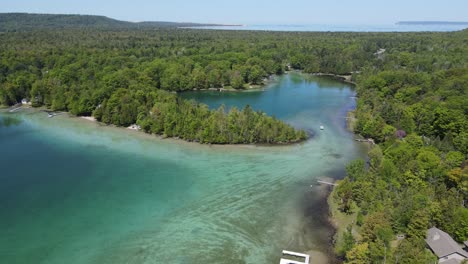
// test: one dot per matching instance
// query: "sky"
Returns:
(338, 12)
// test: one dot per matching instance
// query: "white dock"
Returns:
(328, 183)
(296, 255)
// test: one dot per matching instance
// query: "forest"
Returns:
(416, 177)
(412, 100)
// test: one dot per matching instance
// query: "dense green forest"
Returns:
(415, 106)
(412, 90)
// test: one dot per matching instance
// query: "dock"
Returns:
(369, 140)
(15, 109)
(294, 258)
(327, 183)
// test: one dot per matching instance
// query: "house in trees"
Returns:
(446, 249)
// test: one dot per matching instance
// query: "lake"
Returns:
(75, 191)
(345, 28)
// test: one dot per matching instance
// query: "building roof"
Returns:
(442, 244)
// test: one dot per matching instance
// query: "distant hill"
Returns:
(432, 23)
(26, 21)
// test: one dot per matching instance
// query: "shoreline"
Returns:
(339, 77)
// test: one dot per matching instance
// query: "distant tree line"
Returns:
(414, 103)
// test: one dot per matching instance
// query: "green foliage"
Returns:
(420, 180)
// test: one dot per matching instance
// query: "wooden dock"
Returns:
(15, 109)
(304, 258)
(327, 183)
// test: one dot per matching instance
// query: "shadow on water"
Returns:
(8, 121)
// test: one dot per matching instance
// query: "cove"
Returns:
(74, 191)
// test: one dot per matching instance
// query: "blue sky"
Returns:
(253, 11)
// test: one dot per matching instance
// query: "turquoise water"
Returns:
(74, 191)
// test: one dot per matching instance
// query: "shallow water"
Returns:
(74, 191)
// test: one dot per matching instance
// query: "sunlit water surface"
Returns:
(73, 191)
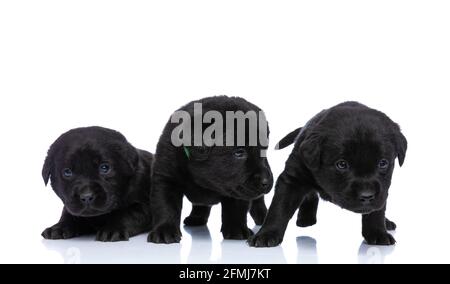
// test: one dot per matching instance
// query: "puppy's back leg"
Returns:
(199, 216)
(258, 211)
(390, 226)
(308, 211)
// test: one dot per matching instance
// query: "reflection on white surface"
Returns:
(373, 254)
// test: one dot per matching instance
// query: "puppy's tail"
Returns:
(288, 140)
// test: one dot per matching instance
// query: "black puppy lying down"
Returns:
(235, 176)
(346, 155)
(103, 182)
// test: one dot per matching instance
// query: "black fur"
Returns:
(111, 202)
(350, 131)
(207, 176)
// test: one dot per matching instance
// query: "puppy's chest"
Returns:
(200, 196)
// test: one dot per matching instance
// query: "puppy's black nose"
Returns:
(265, 183)
(87, 198)
(367, 196)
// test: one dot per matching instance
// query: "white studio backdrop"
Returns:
(128, 65)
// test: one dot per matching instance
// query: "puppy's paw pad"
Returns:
(195, 221)
(306, 221)
(236, 233)
(112, 235)
(267, 239)
(59, 232)
(390, 226)
(380, 239)
(258, 215)
(164, 235)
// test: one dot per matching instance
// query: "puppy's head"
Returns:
(90, 169)
(352, 160)
(235, 165)
(238, 172)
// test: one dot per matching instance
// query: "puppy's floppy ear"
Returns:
(47, 169)
(401, 145)
(199, 153)
(310, 150)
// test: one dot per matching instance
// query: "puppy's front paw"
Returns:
(167, 234)
(112, 235)
(390, 226)
(379, 238)
(306, 221)
(265, 239)
(236, 233)
(60, 231)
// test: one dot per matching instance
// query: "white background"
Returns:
(128, 64)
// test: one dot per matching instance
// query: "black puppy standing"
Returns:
(346, 155)
(103, 182)
(236, 177)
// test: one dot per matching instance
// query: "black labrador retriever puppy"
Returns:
(237, 175)
(104, 183)
(345, 155)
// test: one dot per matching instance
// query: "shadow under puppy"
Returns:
(103, 182)
(208, 174)
(346, 155)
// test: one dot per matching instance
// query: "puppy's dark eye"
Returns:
(383, 164)
(104, 169)
(67, 173)
(342, 165)
(240, 153)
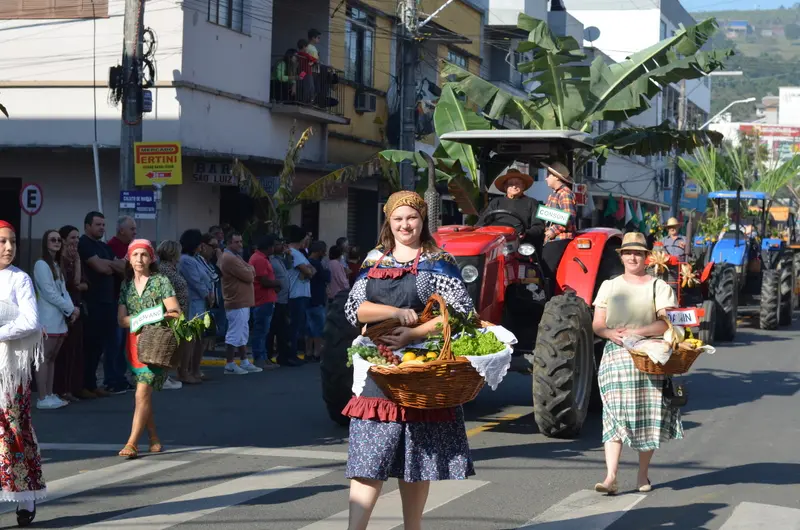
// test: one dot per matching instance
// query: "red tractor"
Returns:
(551, 317)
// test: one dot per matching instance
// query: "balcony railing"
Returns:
(307, 89)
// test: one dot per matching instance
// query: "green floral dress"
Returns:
(157, 288)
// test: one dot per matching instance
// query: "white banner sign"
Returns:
(686, 317)
(148, 316)
(552, 215)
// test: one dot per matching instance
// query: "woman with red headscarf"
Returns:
(143, 289)
(21, 479)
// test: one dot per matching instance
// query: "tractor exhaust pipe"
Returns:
(432, 196)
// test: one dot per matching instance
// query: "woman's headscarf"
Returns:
(405, 198)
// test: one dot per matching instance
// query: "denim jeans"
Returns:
(298, 308)
(262, 318)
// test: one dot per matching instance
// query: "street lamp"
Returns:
(731, 104)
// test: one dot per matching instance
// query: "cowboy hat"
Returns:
(500, 182)
(633, 241)
(558, 170)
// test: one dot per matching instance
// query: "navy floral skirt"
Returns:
(410, 451)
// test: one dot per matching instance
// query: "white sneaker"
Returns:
(250, 367)
(171, 384)
(234, 369)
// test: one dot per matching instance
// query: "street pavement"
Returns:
(259, 452)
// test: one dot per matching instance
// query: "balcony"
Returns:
(308, 92)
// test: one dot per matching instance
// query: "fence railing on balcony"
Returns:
(298, 81)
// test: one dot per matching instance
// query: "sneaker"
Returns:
(250, 367)
(234, 369)
(171, 384)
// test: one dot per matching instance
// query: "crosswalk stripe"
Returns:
(206, 501)
(584, 510)
(755, 516)
(388, 512)
(98, 478)
(313, 454)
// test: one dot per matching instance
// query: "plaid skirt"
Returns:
(633, 409)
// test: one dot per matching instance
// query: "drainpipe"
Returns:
(432, 196)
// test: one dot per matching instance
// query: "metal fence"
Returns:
(298, 82)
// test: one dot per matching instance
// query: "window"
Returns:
(359, 43)
(227, 13)
(457, 59)
(53, 9)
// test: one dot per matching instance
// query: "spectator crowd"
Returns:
(271, 298)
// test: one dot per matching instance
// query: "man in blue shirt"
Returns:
(299, 273)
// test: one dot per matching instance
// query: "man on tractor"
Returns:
(674, 243)
(515, 208)
(557, 237)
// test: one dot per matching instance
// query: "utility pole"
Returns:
(408, 95)
(132, 91)
(677, 187)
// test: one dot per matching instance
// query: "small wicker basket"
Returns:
(158, 347)
(446, 382)
(679, 362)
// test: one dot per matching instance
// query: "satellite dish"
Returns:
(592, 33)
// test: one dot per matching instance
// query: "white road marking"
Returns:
(584, 510)
(755, 516)
(99, 478)
(204, 502)
(388, 512)
(337, 456)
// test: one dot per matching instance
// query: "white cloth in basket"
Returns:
(493, 368)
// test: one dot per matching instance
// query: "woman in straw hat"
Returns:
(387, 440)
(674, 243)
(21, 350)
(514, 183)
(633, 409)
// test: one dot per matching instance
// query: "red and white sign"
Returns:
(31, 199)
(580, 194)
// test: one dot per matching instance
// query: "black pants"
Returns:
(279, 332)
(552, 253)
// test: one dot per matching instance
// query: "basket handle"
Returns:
(446, 353)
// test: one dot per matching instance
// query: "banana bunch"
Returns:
(688, 276)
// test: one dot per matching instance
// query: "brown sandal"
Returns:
(155, 445)
(129, 451)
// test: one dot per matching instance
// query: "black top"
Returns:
(526, 207)
(101, 286)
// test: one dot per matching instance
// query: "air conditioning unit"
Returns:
(366, 102)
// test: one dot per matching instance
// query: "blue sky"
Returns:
(715, 5)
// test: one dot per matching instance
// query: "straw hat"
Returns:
(634, 241)
(500, 182)
(558, 170)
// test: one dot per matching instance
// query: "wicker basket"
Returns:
(446, 382)
(679, 362)
(158, 347)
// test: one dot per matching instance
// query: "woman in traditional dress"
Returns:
(55, 310)
(20, 349)
(634, 412)
(142, 289)
(387, 440)
(68, 382)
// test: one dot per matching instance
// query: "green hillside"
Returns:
(768, 62)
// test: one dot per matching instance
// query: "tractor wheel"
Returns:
(770, 299)
(337, 378)
(563, 368)
(725, 294)
(787, 292)
(706, 333)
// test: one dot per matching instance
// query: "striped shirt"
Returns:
(562, 199)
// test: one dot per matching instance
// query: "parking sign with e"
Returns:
(31, 198)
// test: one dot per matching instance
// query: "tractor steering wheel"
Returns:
(486, 216)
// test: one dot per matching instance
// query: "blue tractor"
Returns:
(753, 273)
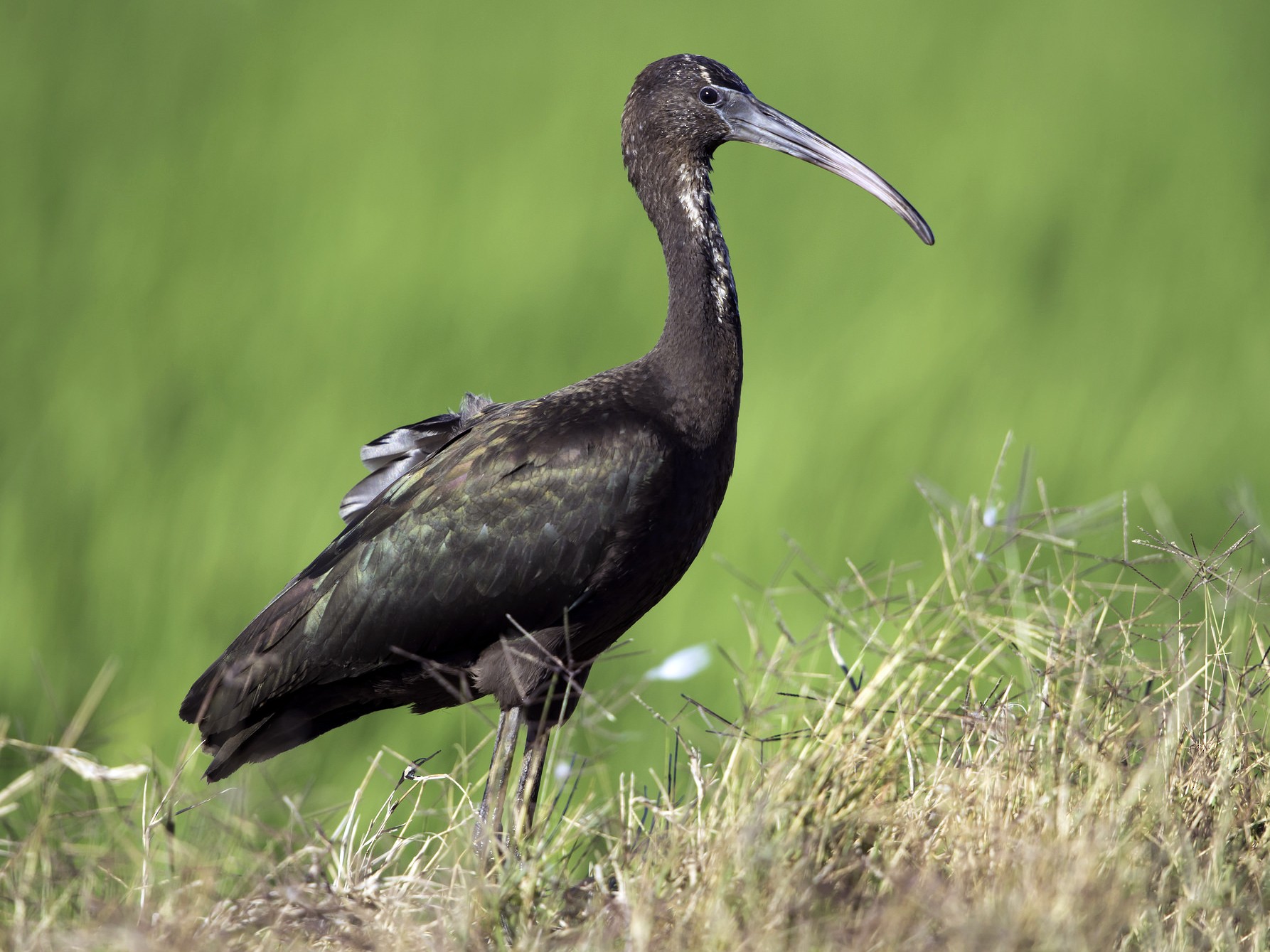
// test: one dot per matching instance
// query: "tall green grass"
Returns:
(239, 239)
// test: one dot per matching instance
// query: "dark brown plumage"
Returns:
(499, 550)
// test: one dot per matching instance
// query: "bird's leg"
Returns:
(531, 779)
(501, 763)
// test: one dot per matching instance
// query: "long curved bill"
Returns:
(753, 121)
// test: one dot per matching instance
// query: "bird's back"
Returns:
(560, 517)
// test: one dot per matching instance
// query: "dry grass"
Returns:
(1040, 749)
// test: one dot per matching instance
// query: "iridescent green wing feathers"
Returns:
(510, 520)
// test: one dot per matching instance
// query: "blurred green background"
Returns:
(240, 239)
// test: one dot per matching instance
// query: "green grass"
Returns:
(1044, 748)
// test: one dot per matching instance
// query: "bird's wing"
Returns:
(510, 520)
(395, 454)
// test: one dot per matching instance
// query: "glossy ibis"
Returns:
(499, 550)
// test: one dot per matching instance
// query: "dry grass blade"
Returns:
(1029, 747)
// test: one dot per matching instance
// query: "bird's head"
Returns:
(683, 107)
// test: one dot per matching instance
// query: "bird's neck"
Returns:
(699, 357)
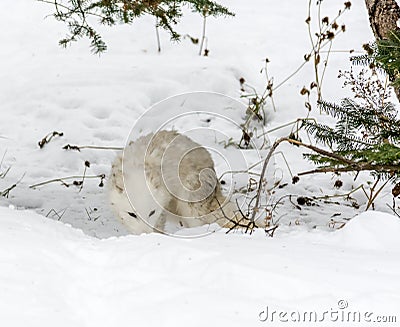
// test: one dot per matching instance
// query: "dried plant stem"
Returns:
(92, 147)
(63, 179)
(158, 37)
(203, 37)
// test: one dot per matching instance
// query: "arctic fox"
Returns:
(167, 179)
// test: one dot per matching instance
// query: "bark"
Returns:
(383, 17)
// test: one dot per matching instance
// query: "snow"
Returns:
(55, 274)
(94, 273)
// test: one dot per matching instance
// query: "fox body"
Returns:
(167, 179)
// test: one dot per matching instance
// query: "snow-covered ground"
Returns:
(52, 274)
(93, 275)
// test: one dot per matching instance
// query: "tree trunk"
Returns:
(383, 17)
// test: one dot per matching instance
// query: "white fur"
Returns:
(167, 178)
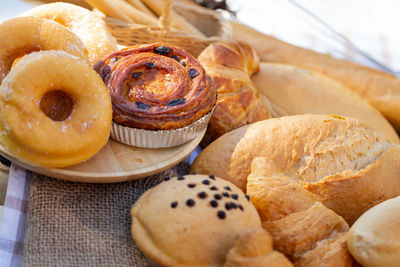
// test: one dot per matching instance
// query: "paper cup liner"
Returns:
(159, 138)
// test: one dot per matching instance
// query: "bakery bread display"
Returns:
(347, 164)
(46, 118)
(84, 23)
(291, 90)
(20, 36)
(230, 66)
(374, 239)
(191, 220)
(254, 248)
(382, 90)
(302, 228)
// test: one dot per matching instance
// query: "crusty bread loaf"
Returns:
(191, 220)
(344, 162)
(291, 90)
(230, 66)
(382, 90)
(374, 239)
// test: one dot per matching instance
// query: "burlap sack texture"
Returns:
(77, 224)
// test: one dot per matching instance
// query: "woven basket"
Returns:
(210, 23)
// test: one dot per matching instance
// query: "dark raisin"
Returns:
(193, 73)
(162, 50)
(176, 102)
(150, 65)
(190, 202)
(214, 203)
(221, 214)
(217, 196)
(142, 105)
(137, 74)
(202, 195)
(206, 182)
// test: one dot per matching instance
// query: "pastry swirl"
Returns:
(156, 87)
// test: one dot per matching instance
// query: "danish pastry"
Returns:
(84, 23)
(156, 87)
(46, 118)
(21, 36)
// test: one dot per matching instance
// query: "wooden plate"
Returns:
(117, 162)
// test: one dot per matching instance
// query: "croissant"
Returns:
(230, 66)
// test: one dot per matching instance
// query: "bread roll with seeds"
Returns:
(191, 220)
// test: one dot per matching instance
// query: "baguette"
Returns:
(381, 90)
(290, 90)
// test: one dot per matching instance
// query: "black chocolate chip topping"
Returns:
(142, 105)
(206, 182)
(162, 50)
(221, 214)
(190, 202)
(191, 185)
(202, 195)
(150, 65)
(193, 73)
(137, 74)
(176, 102)
(214, 203)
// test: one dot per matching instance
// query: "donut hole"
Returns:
(57, 105)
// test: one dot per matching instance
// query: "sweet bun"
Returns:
(374, 239)
(254, 248)
(46, 118)
(22, 36)
(90, 28)
(291, 90)
(347, 164)
(191, 220)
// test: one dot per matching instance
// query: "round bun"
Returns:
(191, 220)
(22, 36)
(90, 28)
(374, 239)
(46, 118)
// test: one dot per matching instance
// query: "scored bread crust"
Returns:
(342, 160)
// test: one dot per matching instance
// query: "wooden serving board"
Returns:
(117, 162)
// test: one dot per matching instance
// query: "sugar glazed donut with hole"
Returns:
(22, 36)
(55, 110)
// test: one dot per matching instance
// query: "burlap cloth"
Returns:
(76, 224)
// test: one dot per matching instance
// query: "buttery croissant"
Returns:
(230, 66)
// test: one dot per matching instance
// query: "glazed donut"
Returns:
(156, 87)
(89, 27)
(21, 36)
(55, 110)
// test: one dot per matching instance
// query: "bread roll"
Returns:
(230, 66)
(344, 162)
(293, 90)
(382, 90)
(374, 239)
(191, 220)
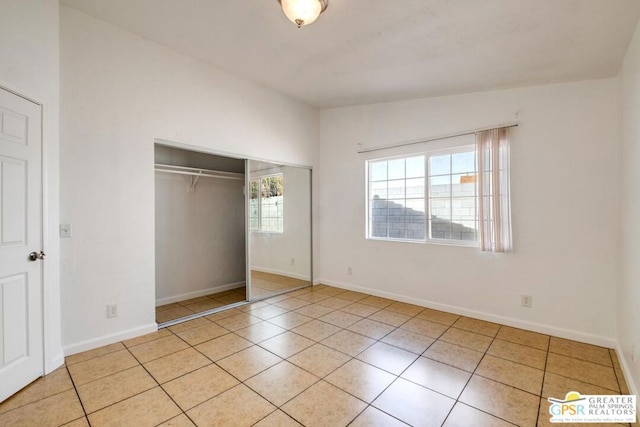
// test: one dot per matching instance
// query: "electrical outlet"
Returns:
(65, 230)
(112, 311)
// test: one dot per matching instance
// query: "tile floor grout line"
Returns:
(469, 380)
(349, 357)
(544, 377)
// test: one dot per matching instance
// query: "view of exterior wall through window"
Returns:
(402, 190)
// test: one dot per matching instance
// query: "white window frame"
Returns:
(261, 228)
(459, 148)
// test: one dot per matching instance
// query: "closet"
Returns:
(200, 232)
(228, 230)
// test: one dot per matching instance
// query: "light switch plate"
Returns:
(65, 230)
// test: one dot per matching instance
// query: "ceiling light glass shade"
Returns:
(303, 12)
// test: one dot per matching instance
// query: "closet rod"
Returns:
(435, 138)
(206, 173)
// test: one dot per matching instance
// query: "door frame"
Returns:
(44, 232)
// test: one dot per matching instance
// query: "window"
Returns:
(266, 204)
(425, 197)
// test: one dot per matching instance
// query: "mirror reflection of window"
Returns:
(266, 204)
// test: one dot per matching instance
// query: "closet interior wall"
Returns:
(200, 228)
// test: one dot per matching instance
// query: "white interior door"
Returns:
(21, 357)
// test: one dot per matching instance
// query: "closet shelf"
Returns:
(195, 174)
(205, 173)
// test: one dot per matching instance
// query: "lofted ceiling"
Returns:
(365, 51)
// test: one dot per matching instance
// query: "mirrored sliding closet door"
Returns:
(279, 199)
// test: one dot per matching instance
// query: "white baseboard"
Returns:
(199, 293)
(281, 273)
(626, 371)
(109, 339)
(509, 321)
(54, 363)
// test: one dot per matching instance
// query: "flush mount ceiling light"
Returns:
(303, 12)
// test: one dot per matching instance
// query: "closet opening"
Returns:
(229, 231)
(200, 232)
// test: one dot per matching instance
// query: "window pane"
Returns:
(415, 167)
(401, 200)
(440, 165)
(439, 186)
(414, 219)
(378, 225)
(463, 162)
(396, 220)
(461, 187)
(378, 171)
(440, 227)
(415, 188)
(396, 169)
(378, 190)
(396, 189)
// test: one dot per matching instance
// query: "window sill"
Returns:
(439, 242)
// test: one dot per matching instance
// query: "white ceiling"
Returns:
(364, 51)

# # # # #

◆ Problem ◆
Please copy each line of the records above that holds the word "frame".

◆ Finished exercise ◆
// query: "white window frame"
// query: "door frame"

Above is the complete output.